### What this task involves
Each entry that follows is to be retyped exactly. Pictures do not belong in the copy.

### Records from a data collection
§ §

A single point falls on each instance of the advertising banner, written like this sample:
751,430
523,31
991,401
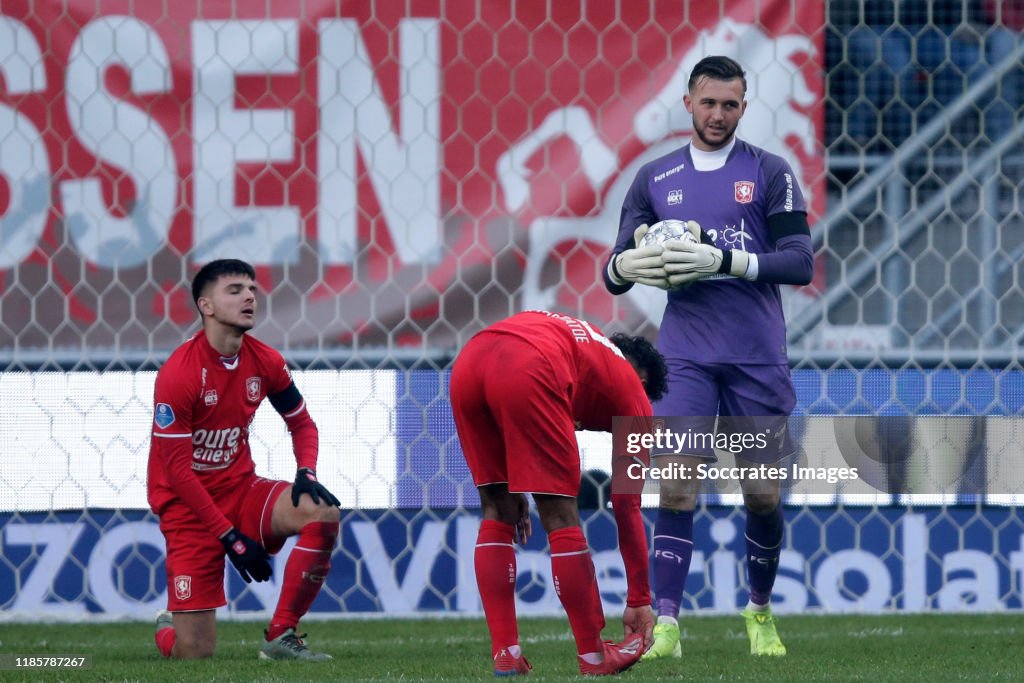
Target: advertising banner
400,173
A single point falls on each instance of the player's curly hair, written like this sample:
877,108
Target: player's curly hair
718,68
643,354
213,270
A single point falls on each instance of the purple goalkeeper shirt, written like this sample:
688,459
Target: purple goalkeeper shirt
720,319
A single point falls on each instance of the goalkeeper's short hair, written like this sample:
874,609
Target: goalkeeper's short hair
643,354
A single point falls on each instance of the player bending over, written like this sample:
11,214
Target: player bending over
519,391
203,482
723,334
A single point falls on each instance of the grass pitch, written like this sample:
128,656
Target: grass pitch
929,648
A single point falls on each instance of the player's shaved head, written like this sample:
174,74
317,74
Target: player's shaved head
647,360
214,270
719,68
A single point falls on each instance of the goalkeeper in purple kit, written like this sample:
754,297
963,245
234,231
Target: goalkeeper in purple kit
723,334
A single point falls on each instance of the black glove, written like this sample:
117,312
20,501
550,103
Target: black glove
305,482
248,556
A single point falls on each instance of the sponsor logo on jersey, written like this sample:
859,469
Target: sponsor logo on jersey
182,588
215,449
253,388
164,417
744,191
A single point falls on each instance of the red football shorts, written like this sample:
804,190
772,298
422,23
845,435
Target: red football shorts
514,416
195,556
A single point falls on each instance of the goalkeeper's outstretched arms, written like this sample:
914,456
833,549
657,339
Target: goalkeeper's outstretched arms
791,263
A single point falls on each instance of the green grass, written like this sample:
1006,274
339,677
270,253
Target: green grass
821,648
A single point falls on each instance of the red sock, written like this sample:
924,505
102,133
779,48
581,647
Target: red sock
304,574
572,571
495,561
165,641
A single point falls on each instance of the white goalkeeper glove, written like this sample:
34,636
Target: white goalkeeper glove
640,264
686,262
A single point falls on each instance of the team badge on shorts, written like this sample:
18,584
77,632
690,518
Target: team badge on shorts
744,191
164,416
253,386
182,588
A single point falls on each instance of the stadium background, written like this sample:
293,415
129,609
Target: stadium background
403,174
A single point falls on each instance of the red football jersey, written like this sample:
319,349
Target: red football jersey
204,406
605,384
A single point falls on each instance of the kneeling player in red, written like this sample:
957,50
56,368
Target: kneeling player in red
203,483
519,391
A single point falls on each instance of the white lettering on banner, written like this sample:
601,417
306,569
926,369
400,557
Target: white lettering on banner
105,581
223,136
394,597
978,592
404,167
24,161
56,542
122,135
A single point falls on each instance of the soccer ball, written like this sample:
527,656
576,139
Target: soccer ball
663,230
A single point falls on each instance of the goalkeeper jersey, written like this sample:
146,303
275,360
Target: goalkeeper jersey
204,403
722,318
604,384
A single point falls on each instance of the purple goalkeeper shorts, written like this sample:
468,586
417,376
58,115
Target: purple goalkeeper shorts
751,402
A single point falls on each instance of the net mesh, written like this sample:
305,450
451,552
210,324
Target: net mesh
401,175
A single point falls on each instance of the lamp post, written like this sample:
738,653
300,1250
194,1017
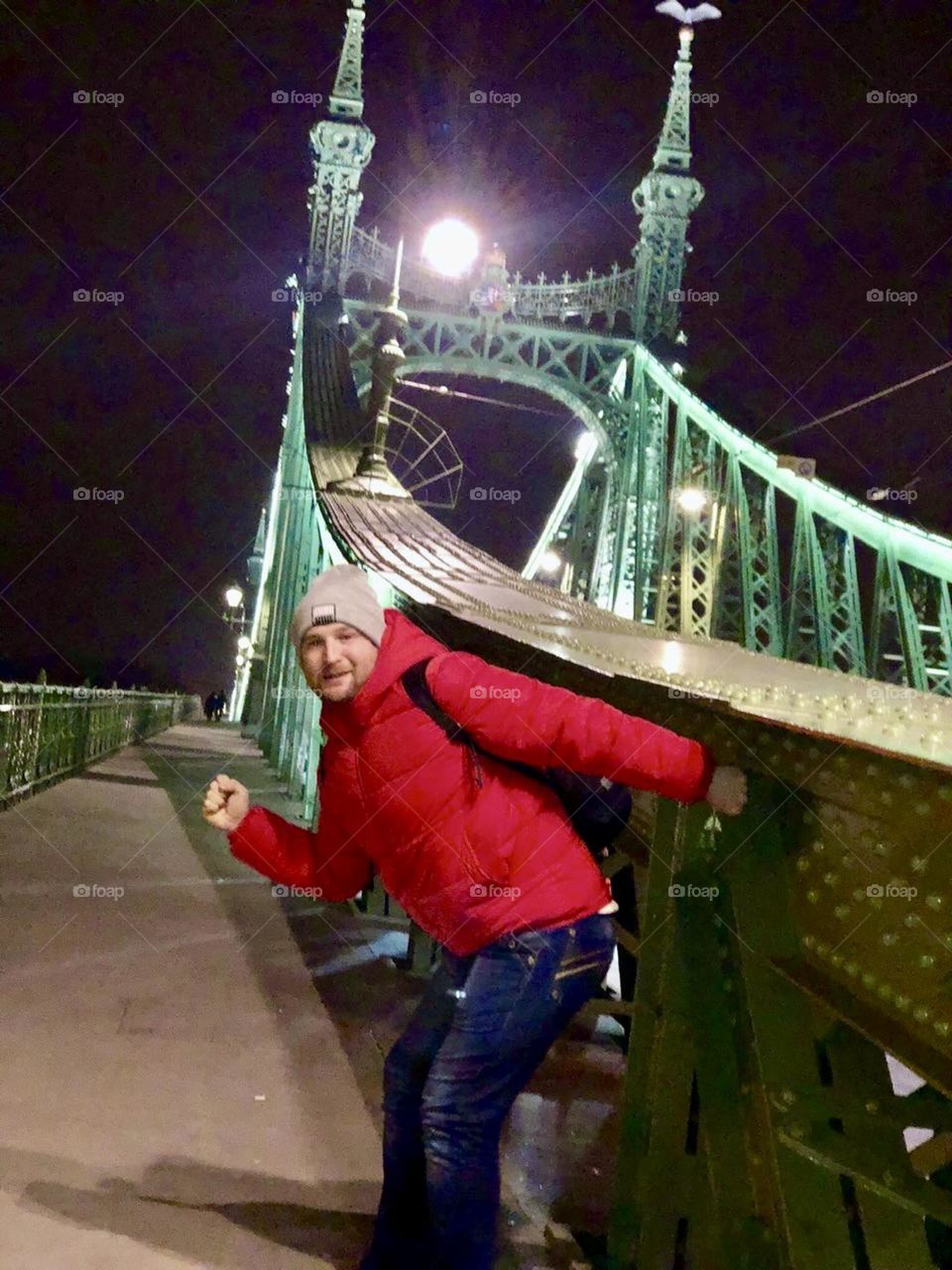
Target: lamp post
235,616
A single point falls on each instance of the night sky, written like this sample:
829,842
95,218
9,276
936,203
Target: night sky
188,198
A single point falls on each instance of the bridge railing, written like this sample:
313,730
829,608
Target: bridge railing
49,731
542,300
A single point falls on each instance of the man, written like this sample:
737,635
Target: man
484,858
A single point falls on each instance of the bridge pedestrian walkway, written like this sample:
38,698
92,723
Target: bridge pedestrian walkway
175,1089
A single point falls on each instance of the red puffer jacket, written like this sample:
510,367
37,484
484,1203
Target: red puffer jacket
467,862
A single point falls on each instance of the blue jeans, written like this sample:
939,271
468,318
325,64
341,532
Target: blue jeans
481,1029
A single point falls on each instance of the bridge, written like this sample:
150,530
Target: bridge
798,633
770,964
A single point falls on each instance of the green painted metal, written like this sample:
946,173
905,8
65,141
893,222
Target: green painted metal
49,731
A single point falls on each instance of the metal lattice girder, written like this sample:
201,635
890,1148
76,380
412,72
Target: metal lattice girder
895,652
635,408
760,552
689,563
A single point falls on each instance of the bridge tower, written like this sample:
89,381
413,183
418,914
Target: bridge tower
341,146
765,557
664,199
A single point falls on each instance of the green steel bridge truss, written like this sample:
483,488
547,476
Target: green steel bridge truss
777,562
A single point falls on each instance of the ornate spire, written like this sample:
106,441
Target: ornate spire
347,98
673,153
341,150
664,199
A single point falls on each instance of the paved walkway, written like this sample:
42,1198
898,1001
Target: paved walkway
175,1091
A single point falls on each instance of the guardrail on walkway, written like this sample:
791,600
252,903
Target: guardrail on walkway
49,731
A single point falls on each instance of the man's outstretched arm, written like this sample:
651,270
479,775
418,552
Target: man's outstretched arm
521,719
287,853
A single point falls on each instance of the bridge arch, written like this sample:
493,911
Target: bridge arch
484,368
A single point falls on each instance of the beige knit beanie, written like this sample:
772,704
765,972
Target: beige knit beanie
339,594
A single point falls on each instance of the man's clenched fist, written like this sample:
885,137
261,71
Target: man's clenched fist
728,792
226,803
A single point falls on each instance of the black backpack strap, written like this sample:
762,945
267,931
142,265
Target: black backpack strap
416,689
416,686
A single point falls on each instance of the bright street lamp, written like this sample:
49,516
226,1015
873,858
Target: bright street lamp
451,248
692,499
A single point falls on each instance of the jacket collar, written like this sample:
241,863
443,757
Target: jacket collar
403,645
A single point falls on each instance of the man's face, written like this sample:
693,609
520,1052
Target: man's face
336,661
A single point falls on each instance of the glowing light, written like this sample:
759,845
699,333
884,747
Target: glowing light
584,445
451,248
692,499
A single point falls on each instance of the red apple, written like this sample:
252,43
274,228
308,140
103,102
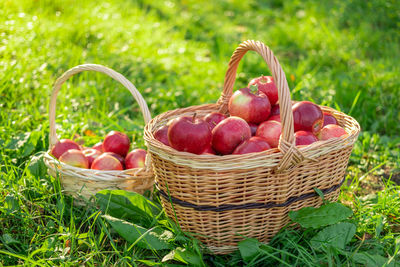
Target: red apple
106,162
135,159
120,158
99,147
254,108
304,138
275,118
189,134
162,134
214,118
331,131
254,144
329,119
62,146
91,154
271,131
307,116
75,157
116,142
253,128
209,151
275,110
229,133
266,85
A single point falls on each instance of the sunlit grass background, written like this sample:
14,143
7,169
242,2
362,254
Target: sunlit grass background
344,54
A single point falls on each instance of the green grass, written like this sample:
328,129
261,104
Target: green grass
343,54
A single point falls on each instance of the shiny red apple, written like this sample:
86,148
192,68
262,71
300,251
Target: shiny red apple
329,119
106,162
116,142
304,138
331,131
91,154
275,110
189,134
266,85
271,131
62,146
275,118
254,144
307,116
135,159
75,157
253,128
229,133
214,118
252,107
99,147
120,158
161,134
209,151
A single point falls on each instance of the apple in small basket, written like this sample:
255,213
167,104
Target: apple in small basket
75,157
91,154
62,146
271,131
135,159
214,118
106,162
250,105
304,138
266,85
229,133
116,142
332,131
307,116
329,119
254,144
161,134
189,134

§ §

### Answer below
A single point falls on each instance of the advertising banner, written like this sample:
751,430
523,31
991,401
Target: advertising banner
400,173
A single point falls on each instance of the player's curly hair, written like this sample:
877,108
Target: player's curly hair
718,68
643,354
213,270
A single point falls on each instance of the purple goalkeeper shirt, written like this sample:
688,459
Target: purple goalkeeper shirt
720,319
A single point falls on each instance of the goalkeeper's short hair, written like this sample:
874,609
Target: goalkeeper's short hair
643,354
A single point falls on each instance of the player bending over, written like this sample:
11,214
Target: player bending over
519,391
203,482
723,334
A single point falls on each instance of the grass pitch, written like this sample:
128,656
Target: grass pitch
929,648
A single point falls on each instance of the player's shaved head, written like this sample:
174,74
317,74
Target: player's shaved head
647,360
214,270
719,68
A single point falls on each instance of the goalkeeper in purple kit, written like this sample:
754,297
963,245
234,231
Target: goalkeeper in purple kit
723,334
A single point falls on each instance of the black glove, written like this sample:
117,312
20,501
550,103
Target: black glove
305,482
248,556
A single point falls on each instance of the sponsor logo on jersey, written like this sample:
859,469
Target: sponsor logo on jersey
182,588
215,449
253,388
164,417
744,191
A single point falls on each instance of the red football shorts, written like this sample:
804,190
772,298
422,23
845,435
Target: red football shorts
514,416
195,556
A single point falls on each instance of the goalkeeper's outstretched arms, written like this sample:
914,456
833,549
657,339
Target: goalkeeper's outstretched arms
791,263
A single point falls on each instance of the green grass, written like this sample:
1006,274
339,677
270,253
Target: green grass
821,648
A single point falls on each instance of the red sock, written like this sample:
924,505
102,133
779,48
581,647
Target: red sock
304,574
572,571
495,561
165,641
A single point falls on each instance of the white goalkeeper glove, written like this sample:
34,636
Target: white goalkeeper glove
640,264
686,262
A single point falls on each instance of the team badge on shorts, written like this sample:
18,584
77,632
690,518
Target: team badge on shorts
744,191
164,416
253,386
182,588
A single point falls on each instance of the stadium background, written like this sample:
293,415
129,609
Target: stadium background
403,174
A single point falls on each instance of the red football jersey, written like this sample:
319,349
Target: red football jersey
204,406
605,384
A single point falls on each instance of the kneeling player in red, written like this sample:
957,50
56,368
Target: kneeling player in red
203,483
519,391
A single point falls on each instance of the white lettering on banner, written like this sample:
601,417
306,569
926,369
400,557
Target: white lettering on banner
105,581
223,136
394,597
978,592
404,167
24,161
56,542
122,135
A single point falls on each instance of the soccer ball, written like this sample:
527,656
576,139
Target: soccer ball
663,230
A single point falls on each instance of the goalkeeper jersey, written like this sample:
146,303
275,360
Target: goalkeeper jersey
204,403
722,318
604,384
A single point falls on each instance of the purple goalkeeper shorts, written like this sample:
468,586
417,376
58,115
Target: purple goalkeeper shorts
751,402
A single point falls on each instance of the net mesh, written like this sample:
305,450
451,552
210,324
Target: net mesh
401,175
A single point falls on each instance of the lamp post, written like this sample:
738,653
300,1250
194,1017
Target: lamp post
235,616
A single point falls on each instance of the night sky, written like this sample:
829,842
95,218
9,276
936,203
Target: night sky
188,198
A single point falls on each instance of the bridge railing, written like this sample:
313,730
829,608
Target: bridge railing
49,731
542,300
A single point falls on each instance of the man, written like this sample:
737,635
Target: man
484,858
A single point falls on each instance of the bridge pedestrian walkway, written like this sample:
38,698
92,723
Target: bridge pedestrian walkway
175,1089
A single point falls on each instance of the red puffer jacket, written like this sample:
510,367
37,484
484,1203
Target: red puffer jacket
467,862
A single point falls on each instance of the blue jeans, written like this sample:
939,271
468,318
325,64
341,532
Target: blue jeans
481,1029
A single point falls on each instance of the bridge, written like this sample:
150,530
Target: bridge
798,633
770,964
A single point falls on each instance of the green painted metal, written like this sample:
946,173
905,8
65,141
893,222
Target: green painted metal
49,731
A single point falls on each instance of the metal lattice girder, written like this sample:
201,635
890,1148
76,380
412,72
Target: metal lattice girder
895,652
635,408
760,552
689,563
A single point falls on each instance of the bridge tower, written like this sample:
89,381
413,183
418,914
Target: bridge tower
341,146
765,557
664,199
A single point falls on each instance of the green steel bridge truss, written like this sample:
483,488
547,476
Target: green steel bridge truss
777,562
A single point falls on each instance of the ornate spire, written like this sample:
106,441
Target: ornate spire
347,98
673,153
341,150
664,199
A single point falls on each instance of the paved walkway, written like this sample:
42,1198
898,1001
Target: paved walkway
175,1091
A single point falls on each instance of the guardrail on walkway, written like this sample:
791,600
252,903
Target: guardrail on walkway
49,731
A single point falls on each instance of the man's outstretched arm, written like this sample:
651,270
479,775
418,552
Target: man's outstretched arm
521,719
287,853
A single point falls on each instance of the bridge arch, written like this sample:
493,911
Target: bridge arch
484,368
A single point falls on each instance of the beige knit beanie, written like this sample:
772,704
765,972
Target: beige knit beanie
339,594
A single point falls on each instance of the man's clenched fist, written like this sample:
885,137
261,71
Target: man's clenched fist
728,792
226,803
A single point falls on each instance of the black backpack strap, written like this sample:
762,945
267,931
142,265
Target: black backpack strap
416,689
416,686
A single point falls on each instance of the bright street lamp, written like this sample:
49,516
226,1015
873,858
Target: bright street lamp
451,248
692,499
A single point falls on each instance of the jacket collar, written like this sample:
241,863
443,757
Target: jacket collar
403,645
A single point falls on each instance of the man's face, written like this sample:
693,609
520,1052
Target: man's face
336,661
A single point falls on each instance of the glowing light, written like this sample:
759,845
699,333
884,747
Target: glowing light
584,445
451,248
692,499
A single point falls on each instance of the red apple, written like this sample:
252,43
274,228
308,140
103,102
Target: red apple
106,162
135,159
120,158
99,147
254,108
304,138
275,118
189,134
162,134
214,118
331,131
254,144
329,119
62,146
91,154
271,131
307,116
75,157
116,142
253,128
209,151
275,110
229,133
266,85
A single point falls on each instance of the sunlit grass background, written like this sample:
14,143
7,169
242,2
362,254
Target: sunlit grass background
344,54
A single point falls on each instance of the green grass, written like this sample:
328,129
261,104
Target: green grass
343,54
A single point falls on each instance of the shiny red apple, written like this sample:
86,148
192,68
262,71
300,251
Target: shiny red apple
329,119
106,162
116,142
304,138
331,131
91,154
275,110
189,134
266,85
271,131
62,146
275,118
254,144
307,116
135,159
75,157
253,128
229,133
214,118
252,107
99,147
120,158
161,134
209,151
A single point falls on each instance of the apple in small basket, written like this sample:
255,213
167,104
Target: apple in small basket
75,157
91,154
62,146
271,131
135,159
214,118
106,162
250,105
304,138
266,85
229,133
116,142
332,131
307,116
329,119
254,144
161,134
189,134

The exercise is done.